(Extracted material)
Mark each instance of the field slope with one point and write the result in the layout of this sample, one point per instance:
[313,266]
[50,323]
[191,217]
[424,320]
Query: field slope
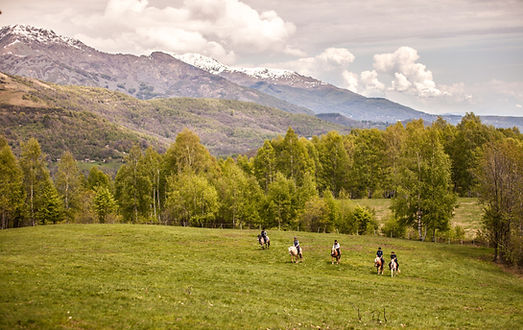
[136,276]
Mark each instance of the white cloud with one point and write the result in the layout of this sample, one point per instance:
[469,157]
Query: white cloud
[351,81]
[409,75]
[371,86]
[217,28]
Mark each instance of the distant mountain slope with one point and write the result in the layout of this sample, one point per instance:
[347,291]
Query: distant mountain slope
[72,117]
[322,97]
[308,92]
[42,54]
[88,135]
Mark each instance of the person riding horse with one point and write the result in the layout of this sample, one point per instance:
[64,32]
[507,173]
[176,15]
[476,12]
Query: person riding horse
[297,246]
[379,254]
[394,258]
[263,235]
[336,247]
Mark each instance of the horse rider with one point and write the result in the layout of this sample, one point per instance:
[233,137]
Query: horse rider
[297,246]
[264,235]
[336,247]
[395,258]
[379,254]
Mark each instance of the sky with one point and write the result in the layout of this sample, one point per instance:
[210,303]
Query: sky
[445,56]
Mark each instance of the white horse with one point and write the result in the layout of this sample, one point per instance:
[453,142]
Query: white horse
[293,251]
[393,267]
[335,256]
[379,265]
[264,243]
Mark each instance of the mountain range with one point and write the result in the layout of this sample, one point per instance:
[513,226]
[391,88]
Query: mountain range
[42,54]
[97,123]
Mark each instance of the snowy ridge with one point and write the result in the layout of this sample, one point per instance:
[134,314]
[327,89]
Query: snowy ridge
[39,35]
[213,66]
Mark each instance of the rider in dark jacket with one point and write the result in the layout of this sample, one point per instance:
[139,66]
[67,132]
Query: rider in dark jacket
[379,254]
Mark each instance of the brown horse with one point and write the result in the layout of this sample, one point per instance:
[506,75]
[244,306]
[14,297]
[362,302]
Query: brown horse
[393,266]
[294,254]
[335,256]
[378,263]
[264,243]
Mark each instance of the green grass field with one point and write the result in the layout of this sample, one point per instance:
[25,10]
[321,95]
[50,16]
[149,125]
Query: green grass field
[138,276]
[467,214]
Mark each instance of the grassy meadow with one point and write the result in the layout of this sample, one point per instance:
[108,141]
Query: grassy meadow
[467,214]
[139,276]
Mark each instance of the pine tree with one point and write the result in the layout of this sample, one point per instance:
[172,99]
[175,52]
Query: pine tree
[187,153]
[49,206]
[424,196]
[36,176]
[103,203]
[133,188]
[97,178]
[333,172]
[70,184]
[265,165]
[191,199]
[12,194]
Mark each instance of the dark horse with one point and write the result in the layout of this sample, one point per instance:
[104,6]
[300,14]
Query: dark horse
[264,243]
[378,263]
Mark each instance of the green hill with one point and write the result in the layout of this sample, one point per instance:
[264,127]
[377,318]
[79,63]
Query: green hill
[99,123]
[467,214]
[137,276]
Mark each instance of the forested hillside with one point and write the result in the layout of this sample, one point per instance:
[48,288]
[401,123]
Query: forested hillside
[97,123]
[291,183]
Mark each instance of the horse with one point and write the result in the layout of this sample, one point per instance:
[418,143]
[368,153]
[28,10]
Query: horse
[393,267]
[264,243]
[293,251]
[379,265]
[335,256]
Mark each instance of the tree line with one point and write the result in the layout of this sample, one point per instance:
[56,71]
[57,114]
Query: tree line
[290,183]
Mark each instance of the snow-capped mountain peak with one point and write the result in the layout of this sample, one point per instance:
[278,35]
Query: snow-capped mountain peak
[205,63]
[213,66]
[44,36]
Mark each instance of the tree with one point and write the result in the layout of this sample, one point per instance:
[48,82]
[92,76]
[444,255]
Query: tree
[280,202]
[36,175]
[369,158]
[49,206]
[187,153]
[333,172]
[98,178]
[12,194]
[500,175]
[133,187]
[423,198]
[394,137]
[151,163]
[70,183]
[265,165]
[103,203]
[465,152]
[293,160]
[233,193]
[191,199]
[315,215]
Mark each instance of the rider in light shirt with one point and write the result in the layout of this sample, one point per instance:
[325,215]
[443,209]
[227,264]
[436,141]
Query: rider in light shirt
[379,254]
[297,245]
[395,258]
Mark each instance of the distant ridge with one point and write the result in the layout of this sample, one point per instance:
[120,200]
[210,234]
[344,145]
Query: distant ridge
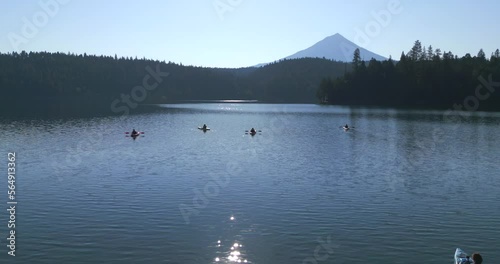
[334,47]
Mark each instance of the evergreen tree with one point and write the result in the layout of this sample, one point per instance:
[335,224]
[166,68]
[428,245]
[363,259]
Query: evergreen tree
[481,55]
[430,52]
[356,60]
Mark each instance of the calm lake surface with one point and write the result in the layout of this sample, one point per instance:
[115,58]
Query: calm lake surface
[400,187]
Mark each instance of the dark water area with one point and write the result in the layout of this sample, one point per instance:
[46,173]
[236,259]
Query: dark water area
[401,186]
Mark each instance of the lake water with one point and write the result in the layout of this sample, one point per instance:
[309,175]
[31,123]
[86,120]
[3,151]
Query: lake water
[400,187]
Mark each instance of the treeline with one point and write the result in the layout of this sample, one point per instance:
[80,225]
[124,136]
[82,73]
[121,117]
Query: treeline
[59,82]
[422,78]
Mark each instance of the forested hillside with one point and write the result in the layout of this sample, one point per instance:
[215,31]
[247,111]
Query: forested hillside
[422,78]
[36,81]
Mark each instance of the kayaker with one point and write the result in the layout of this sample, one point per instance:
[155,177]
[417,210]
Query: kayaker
[476,259]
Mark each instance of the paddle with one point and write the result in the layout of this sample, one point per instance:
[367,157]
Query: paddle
[247,132]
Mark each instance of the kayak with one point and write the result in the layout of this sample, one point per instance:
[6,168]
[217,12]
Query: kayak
[461,257]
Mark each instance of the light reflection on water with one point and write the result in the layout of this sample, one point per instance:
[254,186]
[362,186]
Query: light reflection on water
[301,179]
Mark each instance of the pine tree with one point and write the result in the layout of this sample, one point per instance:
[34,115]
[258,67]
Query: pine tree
[481,55]
[430,52]
[356,60]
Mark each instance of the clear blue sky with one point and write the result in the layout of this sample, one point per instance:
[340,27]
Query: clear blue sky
[247,32]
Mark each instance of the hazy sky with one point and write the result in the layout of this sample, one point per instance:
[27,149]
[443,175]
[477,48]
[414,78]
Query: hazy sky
[237,33]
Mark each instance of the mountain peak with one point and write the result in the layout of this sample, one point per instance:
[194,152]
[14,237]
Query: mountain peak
[335,47]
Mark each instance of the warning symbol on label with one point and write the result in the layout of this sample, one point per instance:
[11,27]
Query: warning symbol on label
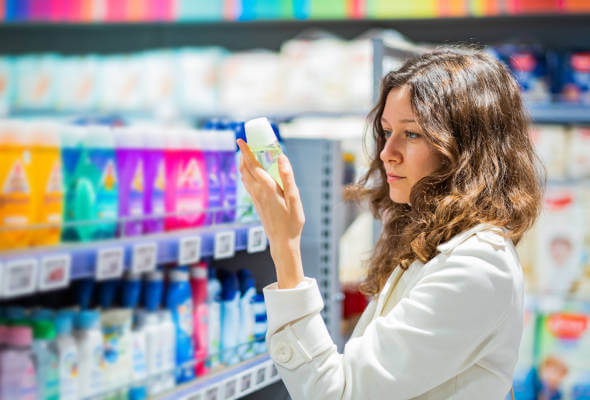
[109,177]
[16,182]
[55,182]
[137,183]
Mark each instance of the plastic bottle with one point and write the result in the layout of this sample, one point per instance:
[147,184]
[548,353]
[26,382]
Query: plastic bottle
[155,179]
[18,378]
[245,211]
[230,319]
[226,143]
[179,302]
[130,298]
[68,358]
[91,354]
[212,166]
[90,175]
[131,174]
[214,308]
[247,320]
[264,145]
[116,328]
[200,317]
[16,182]
[186,180]
[167,333]
[46,357]
[47,183]
[260,324]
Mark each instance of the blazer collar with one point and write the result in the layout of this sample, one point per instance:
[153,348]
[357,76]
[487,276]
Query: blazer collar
[459,238]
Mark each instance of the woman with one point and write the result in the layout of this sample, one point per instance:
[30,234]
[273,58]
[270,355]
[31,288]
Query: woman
[456,182]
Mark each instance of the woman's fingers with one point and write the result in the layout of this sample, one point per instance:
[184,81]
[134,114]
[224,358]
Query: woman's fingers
[288,179]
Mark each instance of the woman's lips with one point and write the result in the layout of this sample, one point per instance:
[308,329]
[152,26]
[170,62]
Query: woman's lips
[394,178]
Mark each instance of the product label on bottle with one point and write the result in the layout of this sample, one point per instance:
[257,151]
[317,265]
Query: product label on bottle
[68,375]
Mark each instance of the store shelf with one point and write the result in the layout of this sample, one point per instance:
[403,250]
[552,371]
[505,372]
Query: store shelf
[560,113]
[231,383]
[25,271]
[18,38]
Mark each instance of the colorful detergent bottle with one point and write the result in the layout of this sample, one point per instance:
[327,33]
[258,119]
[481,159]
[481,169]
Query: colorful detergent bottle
[47,183]
[155,180]
[16,180]
[90,174]
[227,175]
[131,174]
[180,303]
[200,316]
[186,183]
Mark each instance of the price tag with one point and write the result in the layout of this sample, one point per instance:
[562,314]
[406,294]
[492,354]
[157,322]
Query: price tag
[20,277]
[230,389]
[260,376]
[109,263]
[225,244]
[256,239]
[144,258]
[245,382]
[189,250]
[55,271]
[212,394]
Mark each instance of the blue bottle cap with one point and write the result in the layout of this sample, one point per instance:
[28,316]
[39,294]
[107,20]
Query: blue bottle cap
[229,286]
[63,324]
[87,320]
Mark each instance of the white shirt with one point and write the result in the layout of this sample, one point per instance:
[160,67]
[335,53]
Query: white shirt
[447,329]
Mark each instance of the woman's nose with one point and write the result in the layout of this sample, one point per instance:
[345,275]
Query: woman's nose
[391,151]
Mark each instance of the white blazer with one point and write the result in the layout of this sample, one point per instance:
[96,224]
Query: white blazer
[447,329]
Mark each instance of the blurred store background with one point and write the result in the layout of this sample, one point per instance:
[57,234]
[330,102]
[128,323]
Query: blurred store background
(End Extracted material)
**Problem requirements:**
Each line that includes the word "blurred" counts once; report how many such lines the entries have, and nothing else.

**Solution to the exercise:**
2